• **SELECTED TEXT**

** Begin **

It all happened like this: During the 1970 season Alabama, got its ass kicked by Southern Cal, who was led by a black running back named Sam ‘The Bam’ Cunningham. USC won 42-21, and Cunningham led the way, running over the Tide for 135-yards, and two touchdowns. Alabama’s coach, the great Paul ‘Bear’ Bryant had seen enough. He was tired of black kids leaving Alabama and going on to star at a schools up North, or one of the predominantly black schools like Alabama State, Jackson State and Southern.
So, in 1971, the Bear went out and recruited Alabama’s first African-American football player, Wilbur Jackson. It was a monumental moment in college football. In essence, it began to swing the power of big time college football back to the South, while severely damaging the quality of play in Black College football.
After Jackson’s signing at Alabama, other southern schools started opening up their doors to African-Americans. Slowly, but surely, the bevy of NFL caliber athletes who were going to HBCU schools like Jackson State, Grambling, Texas Southern, and Florida A&M, began enrolling in schools like Alabama, Florida, Texas, and Auburn.
More than 40 years later, the impact is obvious. Southern football is played at the highest level in the country. The SEC has been the dominant conference over the past 20 years. And all you have got to do is look at the stunning number of African-American athletes in the lineups at every SEC school to see why.

** End **

• **WRITTEN PROBLEM 1**
Reproduce the Alabama football passage from "After Jackson’s signing" to "Texas, and Auburn.".
• **WRITTEN PROBLEM 2**
According to the Alabama football passage, who did Paul "Bear" Bryant recruit in 1971 as Alabama's first African-American football player?
• **WRITTEN PROBLEM 3**
Please carry the Alabama football passage forward from its final sentence.

• **ENTRIES PROVIDED**

** Begin **

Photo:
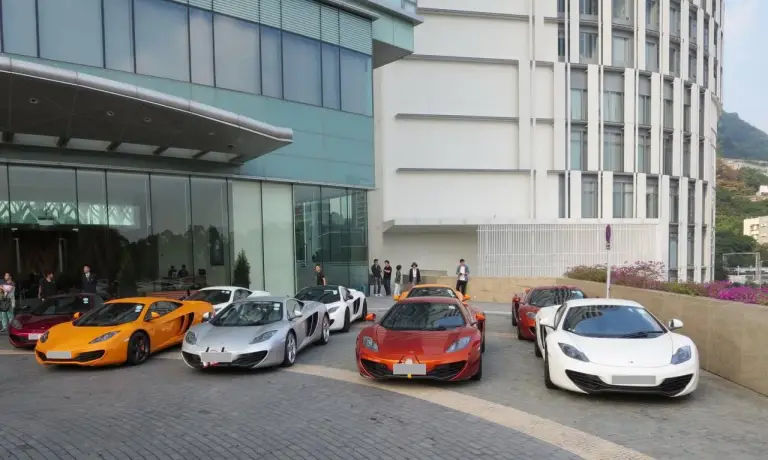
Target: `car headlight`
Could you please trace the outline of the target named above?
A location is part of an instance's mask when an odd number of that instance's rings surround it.
[[[691,359],[691,346],[685,345],[677,349],[674,355],[672,355],[672,361],[670,364],[682,364]]]
[[[261,334],[260,336],[256,337],[255,339],[251,340],[251,344],[260,343],[260,342],[264,342],[266,340],[269,340],[275,334],[277,334],[277,331],[267,331],[267,332]]]
[[[567,343],[559,343],[560,349],[563,350],[563,353],[565,353],[565,356],[576,359],[578,361],[584,361],[585,363],[589,362],[589,359],[587,359],[587,355],[581,352],[578,348],[574,347],[573,345],[568,345]]]
[[[446,353],[452,353],[454,351],[459,351],[467,348],[467,345],[469,345],[471,337],[462,337],[459,340],[453,342],[450,347],[448,347],[447,350],[445,350]]]
[[[100,336],[96,337],[95,339],[91,340],[91,341],[90,341],[90,342],[88,342],[88,343],[99,343],[99,342],[103,342],[103,341],[105,341],[105,340],[109,340],[109,339],[111,339],[112,337],[116,336],[117,334],[119,334],[119,332],[118,332],[118,331],[107,332],[106,334],[101,334]]]
[[[363,346],[372,351],[379,351],[379,346],[368,336],[363,337]]]

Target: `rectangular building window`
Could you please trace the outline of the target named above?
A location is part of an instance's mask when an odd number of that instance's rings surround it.
[[[581,217],[596,219],[598,207],[597,176],[581,176]]]
[[[637,172],[651,172],[651,131],[648,129],[637,133]]]
[[[587,170],[587,129],[571,128],[571,169]]]
[[[645,217],[659,218],[659,178],[645,178]]]
[[[605,131],[603,135],[603,169],[624,171],[624,133]]]
[[[632,218],[634,210],[634,190],[632,177],[613,178],[613,217],[616,219]]]

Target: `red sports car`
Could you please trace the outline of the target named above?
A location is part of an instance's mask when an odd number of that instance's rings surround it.
[[[13,318],[8,327],[8,341],[17,348],[35,348],[37,339],[48,329],[72,321],[75,313],[83,314],[102,305],[104,299],[98,294],[62,294],[49,297]]]
[[[539,308],[562,305],[566,300],[586,297],[575,286],[538,286],[529,289],[522,299],[516,295],[512,306],[512,325],[517,327],[517,338],[536,339],[536,313]]]
[[[367,320],[376,315],[369,313]],[[360,375],[372,379],[480,380],[483,376],[478,323],[460,300],[446,297],[404,299],[357,337]]]

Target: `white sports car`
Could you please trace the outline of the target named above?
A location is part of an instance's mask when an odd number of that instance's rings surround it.
[[[325,304],[331,318],[331,331],[347,332],[352,322],[365,319],[368,314],[365,294],[344,286],[305,287],[296,294],[296,298]]]
[[[536,315],[544,384],[578,393],[684,396],[699,384],[699,352],[637,302],[574,299]]]
[[[266,297],[271,295],[266,291],[251,291],[237,286],[209,286],[193,293],[184,300],[202,300],[213,305],[214,313],[220,312],[224,307],[235,300],[246,297]]]

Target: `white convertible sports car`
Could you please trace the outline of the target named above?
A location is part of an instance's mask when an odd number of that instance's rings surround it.
[[[210,286],[200,289],[184,300],[208,302],[213,305],[213,311],[218,313],[235,300],[245,299],[246,297],[266,297],[269,295],[271,294],[266,291],[251,291],[250,289],[237,286]]]
[[[305,287],[296,298],[302,301],[324,303],[331,318],[331,331],[349,331],[352,322],[365,319],[368,314],[368,299],[365,294],[344,286]]]
[[[537,356],[544,384],[578,393],[684,396],[699,384],[699,352],[637,302],[569,300],[536,315]]]

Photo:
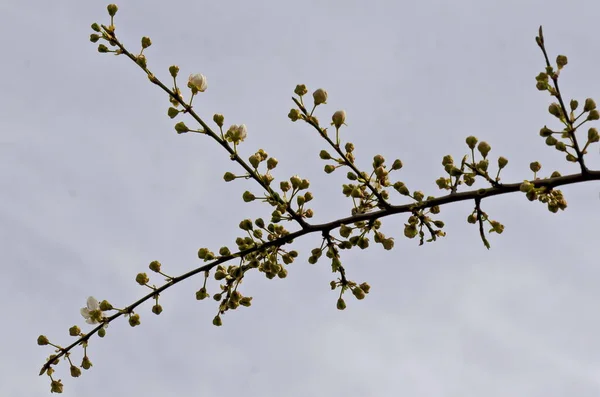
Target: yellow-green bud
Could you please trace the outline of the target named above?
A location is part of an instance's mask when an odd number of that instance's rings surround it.
[[[567,65],[567,57],[566,55],[559,55],[556,57],[556,66],[558,66],[558,69],[562,69]]]
[[[108,15],[110,15],[111,17],[114,17],[115,14],[117,13],[117,11],[119,10],[119,7],[117,7],[116,4],[109,4],[106,9],[108,10]]]
[[[160,262],[159,261],[152,261],[150,262],[150,265],[148,265],[148,267],[150,268],[150,270],[152,270],[153,272],[160,272]]]
[[[137,325],[140,325],[140,315],[139,314],[132,314],[131,316],[129,316],[129,325],[131,325],[132,327],[135,327]]]
[[[225,116],[223,116],[222,114],[215,113],[215,115],[213,116],[213,121],[219,127],[223,127],[223,122],[225,121]]]
[[[135,276],[135,281],[139,285],[146,285],[148,281],[150,281],[150,278],[148,278],[146,273],[138,273],[137,276]]]
[[[175,124],[175,131],[177,131],[178,134],[183,134],[184,132],[188,132],[189,130],[190,129],[187,128],[183,121],[180,121],[179,123]]]
[[[162,306],[159,305],[158,303],[154,306],[152,306],[152,313],[156,314],[157,316],[162,313]]]
[[[327,91],[322,88],[319,88],[315,92],[313,92],[313,100],[315,106],[326,104],[327,103]]]
[[[59,380],[53,380],[50,383],[50,392],[52,393],[62,393],[63,392],[63,384],[62,382]]]
[[[291,109],[288,117],[292,121],[298,121],[302,117],[302,113],[298,109]]]
[[[177,77],[177,73],[179,73],[179,66],[177,66],[177,65],[169,66],[169,73],[171,73],[171,76],[173,78]]]
[[[81,370],[74,365],[71,365],[71,376],[73,378],[78,378],[81,376]]]
[[[542,169],[542,165],[539,163],[539,161],[534,161],[533,163],[529,164],[529,169],[533,172],[538,172]]]
[[[71,336],[79,336],[79,334],[81,334],[81,329],[74,325],[71,328],[69,328],[69,335]]]
[[[477,138],[474,136],[469,136],[466,139],[467,141],[467,146],[469,146],[469,149],[475,149],[475,145],[477,145]]]
[[[508,159],[506,157],[498,157],[498,168],[502,169],[506,167],[508,164]]]
[[[479,153],[481,153],[483,158],[486,158],[490,150],[492,150],[492,147],[487,142],[479,142],[477,150],[479,150]]]
[[[150,40],[150,37],[142,37],[142,48],[148,48],[152,45],[152,40]]]
[[[548,106],[548,112],[555,117],[562,117],[562,110],[560,109],[560,105],[556,102],[553,102]]]
[[[38,336],[38,345],[40,346],[45,346],[48,343],[50,343],[50,341],[48,341],[48,338],[45,337],[44,335],[40,335]]]
[[[319,152],[319,157],[323,160],[329,160],[331,158],[331,155],[329,154],[329,152],[327,152],[327,150],[321,150]]]
[[[244,202],[249,203],[251,201],[254,201],[256,199],[256,196],[246,190],[242,195],[242,199],[244,200]]]
[[[327,99],[327,95],[325,95],[325,99]],[[331,125],[334,125],[335,128],[340,128],[342,124],[345,124],[346,121],[346,112],[343,110],[338,110],[331,116]]]
[[[585,100],[585,105],[583,105],[583,111],[589,112],[590,110],[596,109],[596,102],[592,98],[587,98]]]
[[[304,84],[298,84],[296,86],[296,88],[294,89],[294,94],[298,95],[298,96],[303,96],[306,95],[308,93],[308,90],[306,89],[306,86]]]
[[[90,369],[92,367],[92,362],[90,361],[88,356],[83,356],[83,360],[81,361],[81,368]]]
[[[569,102],[569,107],[571,108],[571,111],[574,112],[575,110],[577,110],[578,106],[579,102],[577,102],[576,99],[571,99],[571,101]]]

** End **

• **TASK OUTPUT 1**
After Jackson’s signing at Alabama, other southern schools started opening up their doors to African-Americans. Slowly, but surely, the bevy of NFL caliber athletes who were going to HBCU schools like Jackson State, Grambling, Texas Southern, and Florida A&M, began enrolling in schools like Alabama, Florida, Texas, and Auburn.

• **TASK OUTPUT 2**
Wilbur Jackson.

• **TASK OUTPUT 3**
Let me be clear, integration was a great thing. It was the right thing. It was something that should have occurred many, many years ago. All Americans should have the right to work, live, play and attend college, where ever they want to go.
Nonetheless, African-Americans paid a heavy price for their freedom. First, we have to never forget the men, women and children, black and white, who sacrificed, some with their lives, to win the civil rights battle.
And even beyond the human sacrifice, was the price of integration in the black community. It lost black owned businesses that once counted the entire African-American community as clients. But with integration, those clients could now patronize white owned businesses. Vibrant African-American communities suffered in the same way, as families gained the freedom to live where ever they wanted.
Black colleges took a hit as well, as student’s options opened up. Once prosperous schools like Fisk University now fight for their very survival. Athletics felt the blow, especially in football. As the quality of football players declined, so did the quality of play. And it is no surprise that all these factors cascaded down to waning interest in Black College football, which is shown in lagging attendance across the country.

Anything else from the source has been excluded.